• **Given instruction**
Arrange every line of the data as a Markdown table with the columns "Nr" and "Line," giving each non-blank line its own row and skipping the blank lines.

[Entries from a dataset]
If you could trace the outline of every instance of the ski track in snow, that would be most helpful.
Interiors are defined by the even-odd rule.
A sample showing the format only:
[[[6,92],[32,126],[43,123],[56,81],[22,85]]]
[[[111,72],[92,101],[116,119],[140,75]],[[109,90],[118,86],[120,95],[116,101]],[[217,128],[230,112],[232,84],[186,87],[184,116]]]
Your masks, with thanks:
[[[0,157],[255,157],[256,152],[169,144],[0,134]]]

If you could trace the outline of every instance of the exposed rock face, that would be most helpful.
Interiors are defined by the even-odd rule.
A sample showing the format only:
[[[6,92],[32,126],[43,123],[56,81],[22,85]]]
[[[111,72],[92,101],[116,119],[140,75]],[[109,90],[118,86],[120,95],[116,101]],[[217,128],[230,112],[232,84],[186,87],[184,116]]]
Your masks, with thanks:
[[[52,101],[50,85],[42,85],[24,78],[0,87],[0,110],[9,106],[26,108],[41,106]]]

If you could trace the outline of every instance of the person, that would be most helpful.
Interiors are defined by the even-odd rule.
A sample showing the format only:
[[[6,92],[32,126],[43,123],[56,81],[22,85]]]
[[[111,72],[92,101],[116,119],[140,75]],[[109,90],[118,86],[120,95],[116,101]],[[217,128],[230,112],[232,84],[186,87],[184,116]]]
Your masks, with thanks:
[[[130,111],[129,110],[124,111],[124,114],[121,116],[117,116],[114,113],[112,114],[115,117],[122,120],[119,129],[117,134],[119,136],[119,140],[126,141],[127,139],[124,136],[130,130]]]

• **Expected answer**
| Nr | Line |
|---|---|
| 1 | If you could trace the outline of every instance of the ski track in snow, that would be most helpful. |
| 2 | Interiors are defined by the even-odd rule. |
| 3 | A sample showing the format only: |
| 4 | [[[6,92],[32,126],[43,123],[56,81],[22,85]]] |
| 5 | [[[111,72],[92,101],[116,119],[140,75]],[[109,90],[118,86],[120,95],[116,101]],[[217,128],[230,112],[232,84],[186,87],[184,116]]] |
| 6 | Your masks, with thanks: |
| 7 | [[[0,157],[255,157],[256,152],[169,144],[0,134]]] |
| 8 | If you could trace the outline of every instance of the exposed rock face, that would be most helpful. |
| 9 | Interiors are defined by the even-odd rule. |
| 10 | A sample showing the format only: |
| 11 | [[[6,92],[32,126],[43,123],[56,81],[22,85]]] |
| 12 | [[[111,72],[92,101],[116,119],[140,75]],[[109,90],[118,86],[120,95],[116,101]],[[217,128],[230,112],[232,84],[186,87],[184,116]]] |
| 13 | Your masks, with thanks: |
| 14 | [[[52,101],[50,85],[42,85],[24,78],[0,87],[0,110],[9,106],[26,108],[41,106]]] |
| 15 | If you could trace the outline of every instance of the person, that would be most helpful. |
| 16 | Interiors are defined by the even-odd rule. |
| 17 | A sample showing the format only: |
| 18 | [[[6,92],[32,126],[43,123],[56,81],[22,85]]] |
| 19 | [[[111,72],[92,101],[116,119],[140,75]],[[109,90],[118,86],[120,95],[116,101]],[[217,128],[230,112],[232,84],[186,87],[184,116]]] |
| 20 | Your masks, with thanks: |
| 21 | [[[130,111],[129,110],[124,111],[124,114],[121,116],[117,116],[114,113],[112,114],[115,117],[122,120],[119,129],[117,134],[119,136],[119,140],[126,141],[127,139],[124,136],[130,130]]] |